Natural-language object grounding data

○ ○ ○

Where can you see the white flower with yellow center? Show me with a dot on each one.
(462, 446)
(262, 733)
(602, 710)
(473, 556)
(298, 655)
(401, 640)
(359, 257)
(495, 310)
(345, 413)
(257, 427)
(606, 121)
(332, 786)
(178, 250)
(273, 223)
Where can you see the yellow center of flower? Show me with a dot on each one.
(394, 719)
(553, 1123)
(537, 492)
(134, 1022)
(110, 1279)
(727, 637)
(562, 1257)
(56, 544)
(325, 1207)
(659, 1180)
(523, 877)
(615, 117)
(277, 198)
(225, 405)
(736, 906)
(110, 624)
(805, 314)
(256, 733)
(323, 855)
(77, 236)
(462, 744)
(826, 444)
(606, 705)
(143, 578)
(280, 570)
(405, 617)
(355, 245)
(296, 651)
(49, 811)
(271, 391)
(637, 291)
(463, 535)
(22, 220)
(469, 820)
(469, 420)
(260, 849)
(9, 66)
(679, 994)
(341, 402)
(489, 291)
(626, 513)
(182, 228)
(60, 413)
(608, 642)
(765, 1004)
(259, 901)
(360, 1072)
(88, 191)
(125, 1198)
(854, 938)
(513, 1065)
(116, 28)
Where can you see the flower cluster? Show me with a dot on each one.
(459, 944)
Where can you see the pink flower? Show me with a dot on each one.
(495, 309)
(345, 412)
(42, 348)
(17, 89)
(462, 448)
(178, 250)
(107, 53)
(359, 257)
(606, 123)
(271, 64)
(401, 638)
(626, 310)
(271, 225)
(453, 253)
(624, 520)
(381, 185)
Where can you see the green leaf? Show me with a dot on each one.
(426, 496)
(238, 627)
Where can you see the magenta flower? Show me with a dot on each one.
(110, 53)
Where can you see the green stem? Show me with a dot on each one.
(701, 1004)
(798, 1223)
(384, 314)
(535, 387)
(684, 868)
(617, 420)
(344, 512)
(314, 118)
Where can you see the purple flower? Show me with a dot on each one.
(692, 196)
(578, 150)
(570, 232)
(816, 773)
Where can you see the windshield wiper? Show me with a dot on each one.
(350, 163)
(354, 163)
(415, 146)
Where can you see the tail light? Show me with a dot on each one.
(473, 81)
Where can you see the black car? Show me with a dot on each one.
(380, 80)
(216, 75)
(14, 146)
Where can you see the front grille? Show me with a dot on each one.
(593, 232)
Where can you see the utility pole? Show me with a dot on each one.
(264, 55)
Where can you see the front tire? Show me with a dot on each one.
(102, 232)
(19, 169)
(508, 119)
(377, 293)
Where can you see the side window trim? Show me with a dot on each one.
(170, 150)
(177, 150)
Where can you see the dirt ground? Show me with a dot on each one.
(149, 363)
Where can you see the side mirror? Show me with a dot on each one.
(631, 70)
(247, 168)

○ ○ ○

» **What the task requires**: Could you please reproduce each record exactly, leaving nothing out?

» **Finished exercise**:
Where can you see the white flower with yellow center? Show me with a dot on each one.
(462, 446)
(262, 733)
(602, 710)
(473, 556)
(298, 655)
(401, 640)
(359, 257)
(495, 310)
(345, 413)
(257, 427)
(606, 121)
(332, 786)
(178, 250)
(273, 223)
Where can you see the yellow center of flower? Show me with a dot on each one.
(394, 719)
(553, 1123)
(537, 492)
(134, 1022)
(110, 1279)
(727, 637)
(562, 1257)
(56, 544)
(325, 1207)
(659, 1180)
(523, 877)
(615, 117)
(277, 198)
(225, 405)
(736, 906)
(110, 624)
(805, 314)
(256, 733)
(323, 855)
(77, 236)
(462, 744)
(826, 444)
(606, 705)
(143, 578)
(280, 570)
(405, 617)
(355, 245)
(296, 651)
(49, 811)
(271, 391)
(637, 291)
(463, 535)
(22, 220)
(469, 820)
(469, 420)
(260, 849)
(9, 66)
(679, 994)
(341, 402)
(489, 291)
(626, 513)
(182, 228)
(60, 413)
(608, 642)
(765, 1004)
(259, 901)
(360, 1072)
(88, 191)
(125, 1198)
(854, 938)
(513, 1065)
(116, 28)
Where can you see the flower cluster? Show me with a dot on each one.
(459, 944)
Where can you see the pink flower? Show me with a dot on each one.
(495, 309)
(345, 412)
(42, 348)
(17, 89)
(462, 448)
(178, 250)
(107, 53)
(359, 257)
(606, 123)
(271, 64)
(401, 638)
(626, 310)
(271, 225)
(453, 253)
(624, 520)
(381, 185)
Where can you see the green leaf? Show me with a dot on each one.
(426, 496)
(238, 627)
Where can you see the magenta flower? Show me with a dot on each one.
(110, 53)
Where can you see the green stem? Show me with a dot on each one.
(701, 1004)
(798, 1223)
(384, 314)
(535, 387)
(684, 868)
(617, 420)
(344, 512)
(314, 118)
Where can you see the purple flower? Show me with a dot on each one.
(692, 196)
(578, 150)
(570, 232)
(816, 773)
Where can you see the windshield wiper? Show me with a dot on each one.
(350, 163)
(354, 163)
(415, 146)
Where can you see the tail light? Show me with a dot on each one.
(473, 81)
Where can you see the black car? Show me with a dot on each one.
(380, 80)
(216, 75)
(14, 146)
Where can you see the front grille? Show me with a dot on each one.
(593, 232)
Where can you see the utility pole? Show me with a dot on each one.
(264, 55)
Where can you see the front tire? Show me with a dot on each one.
(102, 232)
(19, 169)
(508, 119)
(377, 293)
Where can you see the side window trim? Show me with a dot on each one.
(170, 150)
(177, 150)
Where can you see the dirt ground? Show me with a dot on each one.
(149, 363)
Where can you see the side mirror? Show me with a dot on each one.
(631, 70)
(247, 168)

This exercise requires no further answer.